Point labeling dataset excerpts:
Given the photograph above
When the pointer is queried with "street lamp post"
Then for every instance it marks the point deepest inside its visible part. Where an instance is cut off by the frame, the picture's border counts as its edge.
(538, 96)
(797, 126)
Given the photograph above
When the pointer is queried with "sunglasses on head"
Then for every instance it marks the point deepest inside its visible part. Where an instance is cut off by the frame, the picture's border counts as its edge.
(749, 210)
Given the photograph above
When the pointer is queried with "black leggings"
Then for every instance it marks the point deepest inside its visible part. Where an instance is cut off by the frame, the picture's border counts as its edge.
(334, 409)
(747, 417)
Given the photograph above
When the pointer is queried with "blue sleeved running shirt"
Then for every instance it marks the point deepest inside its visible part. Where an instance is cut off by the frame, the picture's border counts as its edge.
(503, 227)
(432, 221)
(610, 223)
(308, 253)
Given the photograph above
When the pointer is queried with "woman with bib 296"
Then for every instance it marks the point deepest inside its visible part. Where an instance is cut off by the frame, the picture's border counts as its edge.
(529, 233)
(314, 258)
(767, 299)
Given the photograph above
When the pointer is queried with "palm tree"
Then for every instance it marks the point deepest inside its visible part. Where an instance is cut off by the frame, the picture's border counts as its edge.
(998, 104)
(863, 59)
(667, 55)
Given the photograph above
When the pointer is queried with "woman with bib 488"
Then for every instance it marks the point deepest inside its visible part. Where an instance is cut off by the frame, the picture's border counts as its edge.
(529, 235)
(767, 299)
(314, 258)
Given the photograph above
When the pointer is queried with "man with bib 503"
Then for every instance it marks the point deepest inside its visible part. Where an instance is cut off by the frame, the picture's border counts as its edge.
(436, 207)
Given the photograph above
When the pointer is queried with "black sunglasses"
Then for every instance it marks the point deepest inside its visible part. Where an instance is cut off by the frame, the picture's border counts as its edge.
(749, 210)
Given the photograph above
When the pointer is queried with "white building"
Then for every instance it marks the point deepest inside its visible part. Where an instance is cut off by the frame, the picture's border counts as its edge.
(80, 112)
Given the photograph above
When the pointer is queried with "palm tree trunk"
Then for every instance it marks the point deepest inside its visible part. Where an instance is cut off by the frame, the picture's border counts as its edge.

§ **WRITTEN PROBLEM**: Print all of the entries exactly as they are written.

§ **RESULT OF THE TASK**:
Given the photograph above
When the pointer is queried with "street lamp post"
Then for every instance it marks the point deepest inside its visible part. Where an instance is cut off by the frame, the picture's border counts as its edge.
(538, 96)
(797, 126)
Given the photograph above
When the pointer is queried with "sunglasses on head"
Then for every instance it marks the point deepest inside its visible part. Where an instance is cut off by the frame, the picture's border counts as its edge.
(749, 210)
Given the photograph above
When the pointer is queried with "black leggings"
Then for every instance it marks the point deepest inside its visible part. Where an instance is cut off by the frame, the picture's border counts as its edge.
(334, 409)
(747, 417)
Given the photograph above
When the pointer is queried with "blue sleeved running shirt"
Then for every instance it marks the point deepest inside its visible part. Where an instance is cut off by the frame, the picture's border counts as its edge.
(503, 227)
(432, 221)
(610, 223)
(308, 253)
Given the photograph above
When the pointer is queried with "woman with bib 296"
Then for every instance it marks the point deepest inside its visible part. Where an instance is cut off by the frame, the picture's border counts as its edge.
(529, 233)
(314, 258)
(767, 299)
Given the photograph above
When the pointer is queried with "palm tree"
Then for every instance it marks the point deepest inside its visible part. Where an instance is cut off by the frame, the picture's border counts as its edge.
(998, 104)
(863, 59)
(667, 55)
Given the photograph above
When the pointer is queried with "woman with bib 488"
Then for every instance it marks the point deepest inside its visible part. Where an instance is cut off by the frame, the picture's border counts as its edge.
(529, 235)
(767, 299)
(314, 258)
Given the photograph above
When the pointer is queried with "man with bib 503"
Then for every instance it marks the point deepest inside its visible part. Where an instance is cut off by the frame, the picture's border counts as its edge.
(436, 207)
Given the photograph above
When the pointer is queried with "black sunglasses"
Then for every instance it marks the point deepest inside its visible part. Where an instance is cut off by the frame, the picture's border counts as its edge.
(749, 210)
Given the photograph above
When the pointer is queried with "white building"
Then for every instance it marks the point deepest inside its visible part. Where an instance is cut off by the frame, the picture's border counts as its edge.
(80, 112)
Given the photograph above
When the pointer is queried with "palm tree trunk"
Then for every instance it marks the point deepest inside its visible part. Where an instance is cut off by the frame, the picture's border counts as its edge.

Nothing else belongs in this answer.